* やること *
(a) 本文で、書き手が阿佐ヶ谷北口の商店街で感心した喫茶店は何という名前ですか。
(b) 本文の最後の文のあとから、続きを書いてください。

* 本文 *
^^^^

Rainy or Shiny 横濱ラジオ亭日乗

モダンジャズ、ボーカルを流しています。営業日水木金土祝の13時〜19時
横浜市中区麦田町1-5

好きな窓辺

2017-08-31 12:44:58 | ラジオ亭便り
真夏の期間を平日休業 にしてアルバイトで汗を流したり、夏の散歩を楽しむ暮らしをしていたらいつの間に秋の気配が漂って来た。自営業時代に大変世話になったSさんのご夫婦と初台のオペラシティがある高層ビル内で半年ぶりの雑談をしようということになり出かける。夕方までの時間が余っているので先日の阿佐ヶ谷北口界隈で気になっていたカフェへ寄って みる。

初台と阿佐ヶ谷は甲州街道、環七通り、青梅街道等で繋がっているバス路線が走っていてこれを利用すると便利だ。先週は吉祥寺メグの寺島靖国さんと吉祥寺駅付近のカフェ、蕎麦店などで珍しく近況情報の交換をする。この人とも40年に亘る細い付き合いが継続している。79才になるスーパー老人は如何に意気がらない脱力的人生への対処法をとるか、専門のジャズ鑑賞の事例に喩えながら非老人的感性に磨きをかけた発言をしばしば語っているところが面白い。いつものように形式は内容を決定するという見地から、着衣の麻製のオレンジカラーの半袖シャツを揶揄を交えて褒める。すると答えがすかさず返ってくる。「あんたの黄色アロハシャツには敵わないよ」と。昔は欧州製の高級腕時計が目立っていたが今は孫娘にでもプレゼントされたようなプラスチックな青とピンクの配色も鮮やかな安物感が、上手い外しになっていてこれも老いてきたことによる実力の証しだと思う。

話は 戻ってこの前に入りそびれた阿佐ヶ谷北口の商店街にある喫茶「雨水」に感心する。古びた雑居ビルの2階に集うお客さんのアナログ的質感がいい。導入路も決して恵まれているわけじゃない、看板も稚拙感漂う日曜工作風なのに客足は絶えない。ラジオ亭に点在するお客さんと同じ質感の方もいるがこちらはちゃんとした層を作っていて揺るぎない。ラジオ亭はその感覚にピンとくるお客さんが圧倒的に偶発的域を出ていない。まだ点でしかない。居心地の良い店を眺めながら、ジャズの再生音、装飾展示物、格段というギャップはないのに全体的マーケティングが遥かに劣っていることを思う。9月になったら進める店舗内装のことを考えながら「雨水」の良き窓辺を眺める晩夏のコーヒータイムになった。

^^^^

* 取り出した項目 *
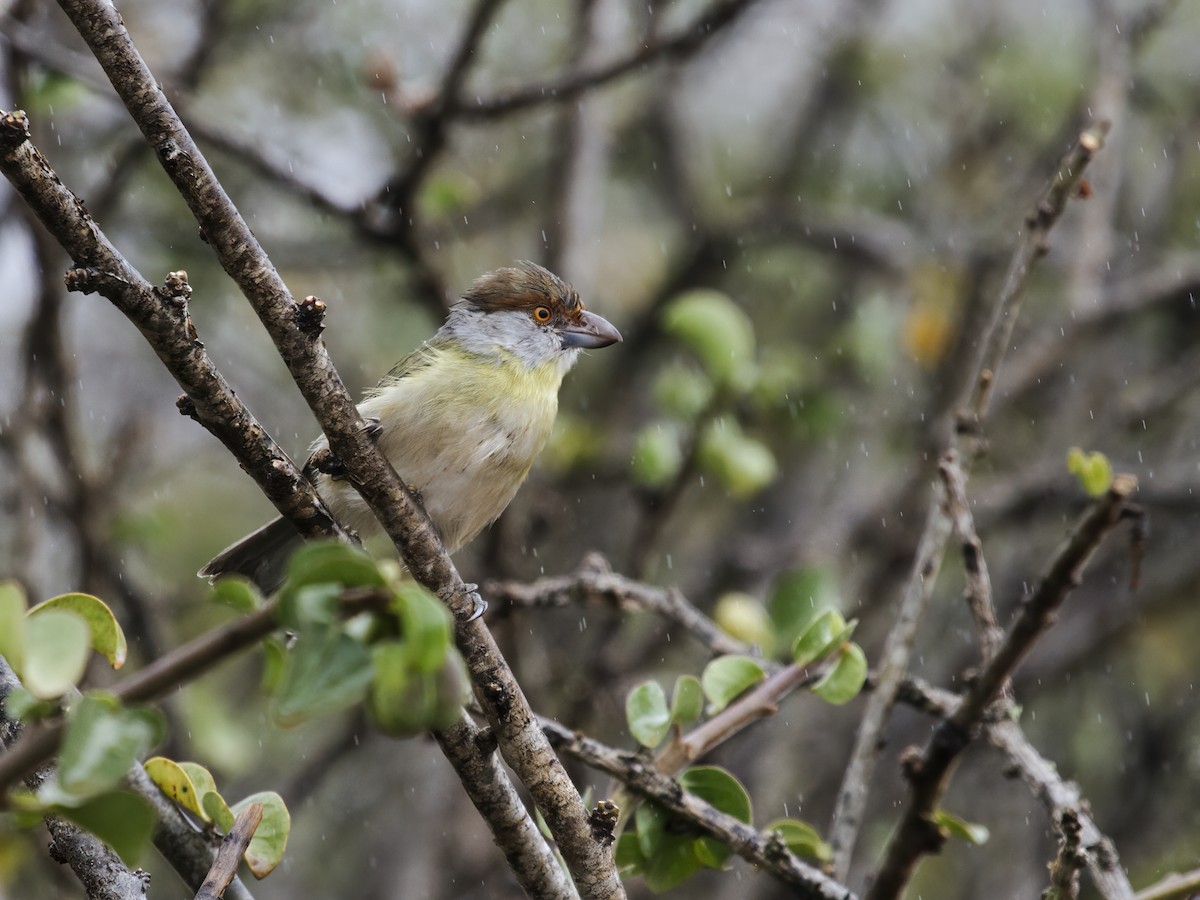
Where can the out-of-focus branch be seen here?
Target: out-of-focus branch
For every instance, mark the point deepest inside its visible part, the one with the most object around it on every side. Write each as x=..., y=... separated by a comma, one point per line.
x=99, y=869
x=678, y=46
x=594, y=580
x=995, y=342
x=929, y=772
x=645, y=779
x=1059, y=796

^^^^

* 答えの例 *
(a) 「雨水」です。

(b)
営業ご案内 9月3日(日) 休業日 9月1日(土) 9月9日(土)9月10日(日) 12時〜19時 営業 平日午後 不定期営業あり

LPの到来物

2017-08-26 19:24:10 | ラジオ亭便り
滅多に言葉を交わしたことのないラジオ亭の近くに住む方が訪ねてきた。老舗の料理店のオーナーでジャズファンらしい。数十年前に買ったLPレコードを店の改装に際して処分するとのことだ。ジャズボーカルなら欲しいと答えておいたら数日後に当該のLPを届けてくれた。格安である。21枚のLPレコードは玉石混交の趣だが、予想に反してインポート盤が多かった。

エラ・フィッツジェラルドのMGM傘下に属した頃のヴァーブ盤が沢山あった。エラがスターになってポール・ウエストン楽団、ネルソン・リドル楽団、マーティ・ペイチ楽団等をバックにしたLPは持っていなかったので嬉しい気分になった。アービング・バーリン、ジェローム・カーンといった優れた作曲家のスタンダード曲が満載だ。入手したLPレコードの私的ジャケ美賞賛4枚を選んでみた。アリス・バブスはスウェーデンのシンガーでエリントンと共演したこのLPは1963年にパリで収録したもので、テルスターというレーベルから発売されたセカンドバージョンのようである。巨匠エリントンへの畏敬の念は、彼女の品格溢れる手の組み方にも十分現れていてスタジオにおけるモノクロのボカシ写真が美しい。

ビリー・ホリディのLPは1964年に発売されたリック盤である。1950年にボストンのストーリーヴィルで録った彼女の歴史的名唄集をライナー担当のナット・ヘントフが讃えている。このLPのイラストはデフォルメしたビリーの肖像画で耳の背後に見える髪飾りはビリーを象徴するクチナシの花というのが目を凝らしてやっと分かった。ずいぶん、表現主義的な技法だなと思って作者名を見るとバート・ゴールドブラッドのイラストである。アメリカのモダンジャズジャケットの意匠が実務風に堕す以前のベツレヘムレコードの名写真でおなじみのアーティストが作者だったとは。これも良い買い物とニンマリする。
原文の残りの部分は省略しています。